# [Short exercise]
Reproduce the records with every "man's hair" switched to "person's hair" and all else unchanged. Omit the pictures.

[START OF Data extract]

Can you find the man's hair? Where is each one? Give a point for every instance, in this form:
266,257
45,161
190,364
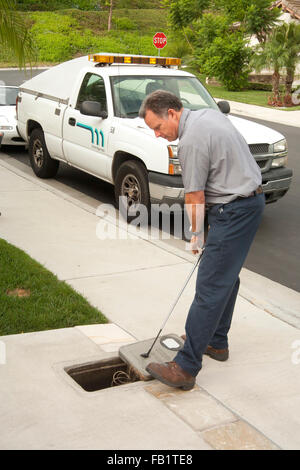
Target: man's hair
159,102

[END OF Data extract]

# [Written response]
Can you find the person's hair? Where is each one? Give a point for every instance, in this form:
266,257
45,161
190,364
Target: person's hair
159,102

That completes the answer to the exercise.